- Task goal: Pull out every line of the records below that contains the string "black", with matching case.

------

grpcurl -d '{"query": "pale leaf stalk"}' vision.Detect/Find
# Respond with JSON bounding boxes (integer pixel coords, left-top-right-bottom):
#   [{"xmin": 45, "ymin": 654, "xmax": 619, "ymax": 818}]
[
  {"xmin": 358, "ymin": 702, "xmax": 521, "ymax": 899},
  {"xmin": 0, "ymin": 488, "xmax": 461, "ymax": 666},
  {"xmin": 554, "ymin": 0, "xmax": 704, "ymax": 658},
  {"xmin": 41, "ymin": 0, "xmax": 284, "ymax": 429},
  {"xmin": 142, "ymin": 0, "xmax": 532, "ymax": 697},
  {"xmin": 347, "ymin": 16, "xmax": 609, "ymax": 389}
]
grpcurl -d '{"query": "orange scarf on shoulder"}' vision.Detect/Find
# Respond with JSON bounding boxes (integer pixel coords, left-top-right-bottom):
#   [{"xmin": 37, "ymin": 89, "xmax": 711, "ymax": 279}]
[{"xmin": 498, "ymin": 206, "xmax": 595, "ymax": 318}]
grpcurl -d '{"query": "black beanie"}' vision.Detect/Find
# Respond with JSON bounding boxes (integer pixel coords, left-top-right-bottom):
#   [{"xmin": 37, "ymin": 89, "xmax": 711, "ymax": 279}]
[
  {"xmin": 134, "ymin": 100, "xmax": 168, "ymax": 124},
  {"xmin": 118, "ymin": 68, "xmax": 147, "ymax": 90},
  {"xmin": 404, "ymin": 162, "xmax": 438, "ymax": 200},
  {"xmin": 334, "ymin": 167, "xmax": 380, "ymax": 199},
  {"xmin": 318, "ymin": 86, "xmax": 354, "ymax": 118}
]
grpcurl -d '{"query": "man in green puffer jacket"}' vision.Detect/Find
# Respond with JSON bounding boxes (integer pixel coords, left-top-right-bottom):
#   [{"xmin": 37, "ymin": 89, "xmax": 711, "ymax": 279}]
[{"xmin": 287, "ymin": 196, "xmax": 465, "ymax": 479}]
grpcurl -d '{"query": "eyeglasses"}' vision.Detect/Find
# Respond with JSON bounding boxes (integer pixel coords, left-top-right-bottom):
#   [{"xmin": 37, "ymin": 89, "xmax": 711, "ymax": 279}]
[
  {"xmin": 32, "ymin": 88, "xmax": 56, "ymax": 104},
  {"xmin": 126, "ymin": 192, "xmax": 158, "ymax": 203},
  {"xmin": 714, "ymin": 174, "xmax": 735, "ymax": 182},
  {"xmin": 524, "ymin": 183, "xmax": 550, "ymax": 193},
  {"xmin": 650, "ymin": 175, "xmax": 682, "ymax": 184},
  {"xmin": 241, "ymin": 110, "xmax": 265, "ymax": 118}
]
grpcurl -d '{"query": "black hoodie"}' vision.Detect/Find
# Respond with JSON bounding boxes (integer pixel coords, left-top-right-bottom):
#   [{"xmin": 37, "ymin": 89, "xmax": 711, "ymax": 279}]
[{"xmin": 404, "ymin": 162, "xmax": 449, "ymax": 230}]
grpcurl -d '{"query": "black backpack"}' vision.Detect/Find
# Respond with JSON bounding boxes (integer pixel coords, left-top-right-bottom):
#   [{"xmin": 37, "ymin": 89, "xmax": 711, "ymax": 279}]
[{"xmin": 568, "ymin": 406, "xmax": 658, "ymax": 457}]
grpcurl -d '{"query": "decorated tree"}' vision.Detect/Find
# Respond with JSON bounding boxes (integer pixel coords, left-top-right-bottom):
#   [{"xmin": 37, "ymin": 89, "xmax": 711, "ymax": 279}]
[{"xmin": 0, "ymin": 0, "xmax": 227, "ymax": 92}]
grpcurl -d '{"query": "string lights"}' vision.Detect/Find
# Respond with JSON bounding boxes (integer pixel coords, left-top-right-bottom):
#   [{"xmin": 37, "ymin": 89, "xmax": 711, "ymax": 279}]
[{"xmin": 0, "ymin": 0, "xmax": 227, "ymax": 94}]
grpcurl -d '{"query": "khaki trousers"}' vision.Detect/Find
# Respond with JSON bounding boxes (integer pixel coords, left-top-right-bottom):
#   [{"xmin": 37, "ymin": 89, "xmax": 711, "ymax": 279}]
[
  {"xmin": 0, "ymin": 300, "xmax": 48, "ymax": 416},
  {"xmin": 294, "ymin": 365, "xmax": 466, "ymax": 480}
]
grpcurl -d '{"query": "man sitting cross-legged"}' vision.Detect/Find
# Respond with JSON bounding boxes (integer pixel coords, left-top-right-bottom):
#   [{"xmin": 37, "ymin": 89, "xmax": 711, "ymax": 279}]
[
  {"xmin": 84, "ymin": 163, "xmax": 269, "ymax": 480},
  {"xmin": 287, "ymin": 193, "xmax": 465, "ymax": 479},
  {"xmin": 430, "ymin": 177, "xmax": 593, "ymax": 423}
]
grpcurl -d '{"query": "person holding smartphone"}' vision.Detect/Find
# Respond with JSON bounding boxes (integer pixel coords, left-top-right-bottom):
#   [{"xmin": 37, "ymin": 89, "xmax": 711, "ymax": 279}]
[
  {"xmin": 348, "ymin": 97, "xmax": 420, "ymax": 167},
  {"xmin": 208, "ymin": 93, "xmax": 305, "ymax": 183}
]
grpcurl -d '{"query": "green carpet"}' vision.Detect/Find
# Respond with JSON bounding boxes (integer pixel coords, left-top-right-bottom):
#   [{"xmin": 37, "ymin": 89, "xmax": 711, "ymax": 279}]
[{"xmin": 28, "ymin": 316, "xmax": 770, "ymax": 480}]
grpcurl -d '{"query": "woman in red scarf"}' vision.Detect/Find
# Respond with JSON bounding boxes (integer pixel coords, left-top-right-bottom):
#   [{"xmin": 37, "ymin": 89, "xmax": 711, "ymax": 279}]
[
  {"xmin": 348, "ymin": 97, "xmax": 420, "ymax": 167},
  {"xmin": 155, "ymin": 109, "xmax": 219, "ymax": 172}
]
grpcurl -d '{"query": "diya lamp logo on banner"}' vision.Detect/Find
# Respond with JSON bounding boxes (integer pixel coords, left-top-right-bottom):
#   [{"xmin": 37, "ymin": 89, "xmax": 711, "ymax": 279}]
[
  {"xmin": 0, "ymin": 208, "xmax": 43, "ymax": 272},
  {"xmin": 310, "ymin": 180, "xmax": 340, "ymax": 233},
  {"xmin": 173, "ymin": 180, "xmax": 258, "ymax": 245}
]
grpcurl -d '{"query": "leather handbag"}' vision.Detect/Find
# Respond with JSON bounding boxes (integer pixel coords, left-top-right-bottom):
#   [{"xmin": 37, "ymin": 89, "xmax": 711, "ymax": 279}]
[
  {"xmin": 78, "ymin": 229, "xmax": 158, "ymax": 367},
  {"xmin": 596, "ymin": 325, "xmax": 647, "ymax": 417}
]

------

- Problem solution:
grpcurl -d '{"query": "black beanie"}' vision.Detect/Find
grpcurl -d '{"query": "black hoodie"}' vision.Detect/Find
grpcurl -d '{"query": "black backpack"}' vision.Detect/Find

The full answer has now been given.